### ITEMS:

· · · · ·

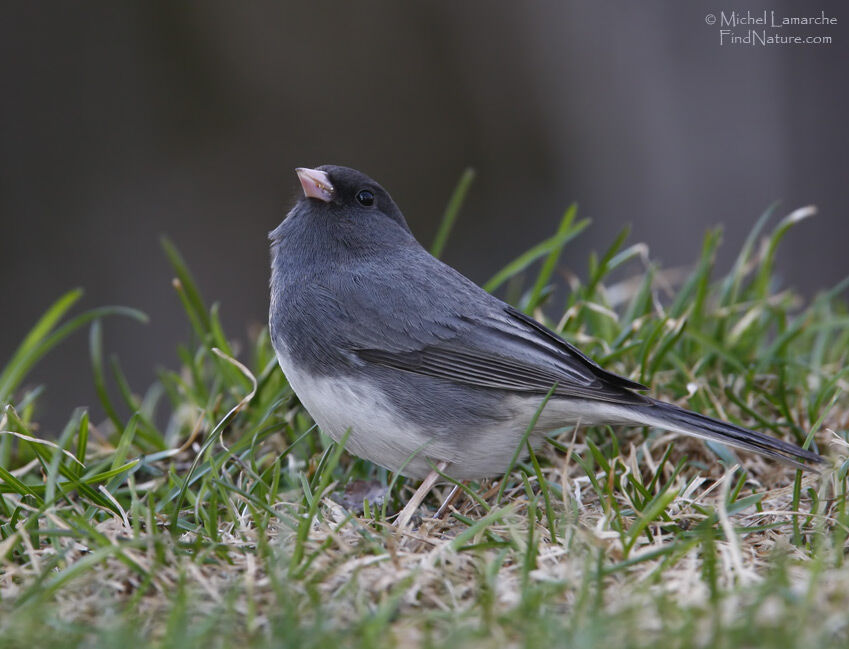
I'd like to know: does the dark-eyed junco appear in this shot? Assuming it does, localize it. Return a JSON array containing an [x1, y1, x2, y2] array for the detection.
[[270, 165, 822, 480]]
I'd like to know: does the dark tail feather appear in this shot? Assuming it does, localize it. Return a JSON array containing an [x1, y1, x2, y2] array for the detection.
[[633, 399, 825, 471]]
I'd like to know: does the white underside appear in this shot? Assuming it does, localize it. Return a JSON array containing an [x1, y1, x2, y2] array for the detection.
[[277, 351, 652, 480]]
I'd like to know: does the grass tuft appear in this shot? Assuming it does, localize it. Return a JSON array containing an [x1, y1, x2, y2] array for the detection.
[[0, 189, 849, 648]]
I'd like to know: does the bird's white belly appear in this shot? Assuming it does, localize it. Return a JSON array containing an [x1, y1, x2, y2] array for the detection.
[[277, 351, 454, 477], [277, 350, 640, 480]]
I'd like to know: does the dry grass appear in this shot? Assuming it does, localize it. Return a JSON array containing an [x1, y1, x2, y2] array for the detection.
[[0, 200, 849, 649]]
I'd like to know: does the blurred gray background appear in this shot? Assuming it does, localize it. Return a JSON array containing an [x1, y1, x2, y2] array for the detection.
[[0, 0, 849, 429]]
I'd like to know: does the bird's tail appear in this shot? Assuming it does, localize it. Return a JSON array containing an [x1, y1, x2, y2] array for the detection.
[[628, 399, 825, 471]]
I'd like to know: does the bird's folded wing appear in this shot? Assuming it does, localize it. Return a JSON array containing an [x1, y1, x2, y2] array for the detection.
[[355, 307, 646, 404]]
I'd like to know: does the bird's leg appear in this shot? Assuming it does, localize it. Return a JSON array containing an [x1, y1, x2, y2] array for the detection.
[[433, 482, 466, 518], [395, 462, 448, 530]]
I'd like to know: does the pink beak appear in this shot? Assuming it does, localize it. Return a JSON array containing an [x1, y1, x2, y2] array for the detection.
[[295, 167, 336, 203]]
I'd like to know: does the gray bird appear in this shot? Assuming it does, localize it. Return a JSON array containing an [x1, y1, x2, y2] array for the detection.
[[270, 165, 822, 480]]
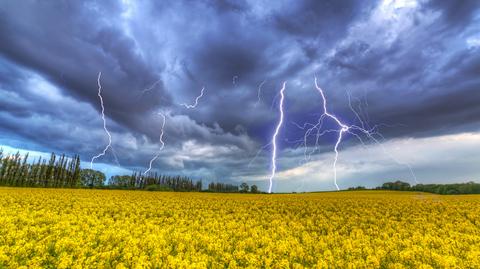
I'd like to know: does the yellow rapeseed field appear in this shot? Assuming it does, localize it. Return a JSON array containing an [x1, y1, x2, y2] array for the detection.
[[0, 188, 480, 268]]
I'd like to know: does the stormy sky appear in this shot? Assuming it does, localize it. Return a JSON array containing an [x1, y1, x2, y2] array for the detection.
[[0, 0, 480, 192]]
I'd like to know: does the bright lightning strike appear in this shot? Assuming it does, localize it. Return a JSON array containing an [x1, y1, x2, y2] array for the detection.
[[297, 77, 417, 190], [180, 87, 205, 109], [90, 72, 112, 169], [268, 81, 287, 193], [143, 113, 167, 175]]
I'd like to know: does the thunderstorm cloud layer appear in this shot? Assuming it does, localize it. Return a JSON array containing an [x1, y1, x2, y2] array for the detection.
[[0, 0, 480, 191]]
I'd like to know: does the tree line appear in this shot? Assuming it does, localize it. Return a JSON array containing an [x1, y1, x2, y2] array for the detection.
[[108, 172, 202, 191], [377, 180, 480, 194], [0, 149, 258, 193], [0, 149, 82, 188]]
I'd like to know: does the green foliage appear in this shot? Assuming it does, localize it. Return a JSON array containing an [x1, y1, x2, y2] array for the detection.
[[80, 169, 105, 188], [0, 150, 80, 188], [348, 186, 367, 191], [378, 181, 480, 194], [108, 172, 202, 191], [207, 182, 238, 192], [145, 184, 173, 191], [240, 182, 249, 192]]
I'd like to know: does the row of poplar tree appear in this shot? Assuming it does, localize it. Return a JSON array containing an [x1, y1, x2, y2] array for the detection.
[[108, 172, 202, 191], [0, 149, 253, 192], [0, 149, 81, 188]]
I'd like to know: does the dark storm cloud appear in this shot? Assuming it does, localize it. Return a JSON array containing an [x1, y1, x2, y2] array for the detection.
[[0, 0, 480, 188], [425, 0, 480, 27], [0, 2, 166, 130]]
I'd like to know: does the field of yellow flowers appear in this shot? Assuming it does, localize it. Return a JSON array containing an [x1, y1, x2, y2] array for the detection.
[[0, 188, 480, 268]]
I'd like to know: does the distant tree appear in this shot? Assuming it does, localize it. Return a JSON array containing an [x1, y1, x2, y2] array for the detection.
[[240, 182, 249, 192], [80, 169, 105, 187], [348, 186, 367, 191]]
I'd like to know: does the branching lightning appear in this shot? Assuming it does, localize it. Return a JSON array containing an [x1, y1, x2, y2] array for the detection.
[[143, 113, 167, 175], [295, 77, 417, 190], [268, 81, 287, 193], [180, 87, 205, 109], [90, 72, 112, 169]]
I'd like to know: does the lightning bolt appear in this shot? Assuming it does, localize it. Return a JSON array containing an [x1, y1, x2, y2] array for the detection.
[[296, 77, 417, 190], [268, 81, 287, 193], [139, 79, 162, 97], [143, 113, 167, 175], [255, 80, 267, 107], [90, 72, 112, 169], [180, 87, 205, 109]]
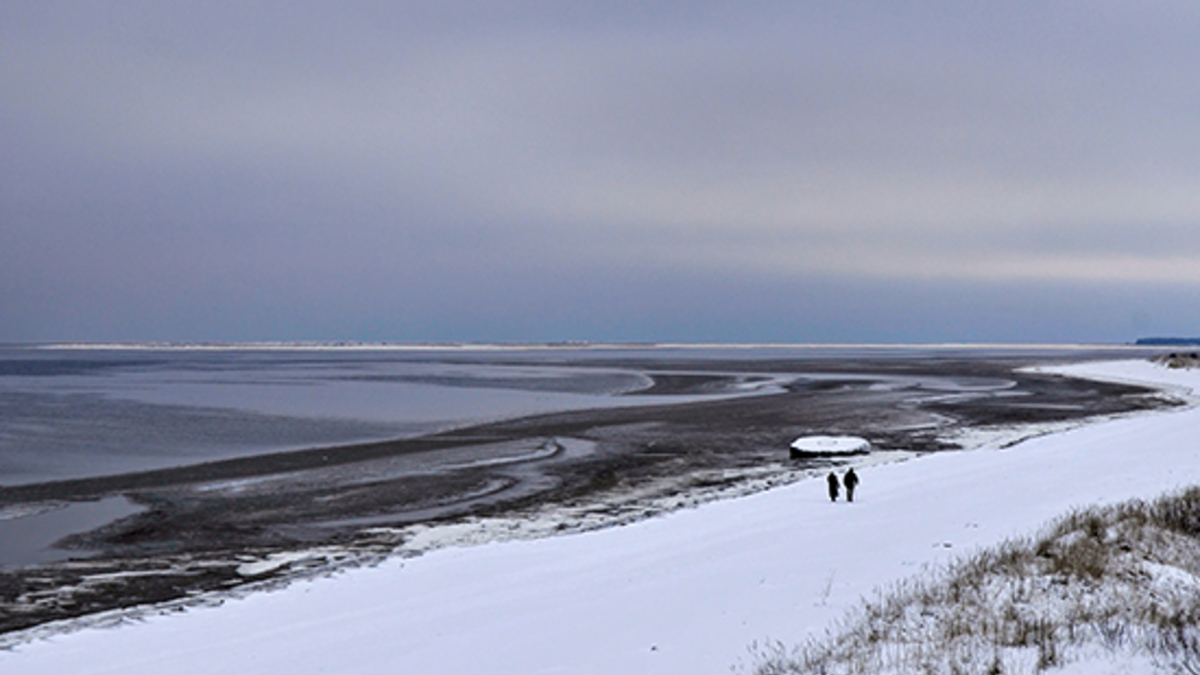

· · · · ·

### STATED GOAL:
Scale the material between the lines holding "I'd like to know: does the blurred" and "[[295, 167, 336, 203]]", inclusive. Reproduce every line in that span with the requests unchanged, but multiply each bounding-box coordinate in the answers by 2.15 and round it to a whole number, with halves rounding up, and give only those lines.

### CORRECT OUTPUT:
I'd like to know: does the blurred gray background appear in this shot? Assuming it does, localize it. Return a JSON array containing an [x1, y1, x2, y2] array for the detection.
[[0, 0, 1825, 922]]
I'd like to know: does the bird's tail appear in this shot? Assuming it does, localize it. Return a JSON array containing an [x1, y1, x2, y2] array for the detection.
[[1350, 858, 1774, 1013]]
I'd like to know: does the bird's folded wing appear in this shot? Assuming it does, localize it. Return a JSON array containing an [x1, y1, x2, y2] array for the detection.
[[763, 660, 1389, 869]]
I'd like to know: does the bird's leg appear in this shot? Assuming it does, localize it. Return a JSON array containing an [x1, y1, x2, y2] array for the detection.
[[931, 1036, 1002, 1114], [849, 993, 963, 1140]]
I'd like to know: does the pink beak appear in this shot? Assuming it does, localize it. Return a JSON array containing an [x1, y1, x2, y2] array for the detection.
[[634, 359, 722, 436]]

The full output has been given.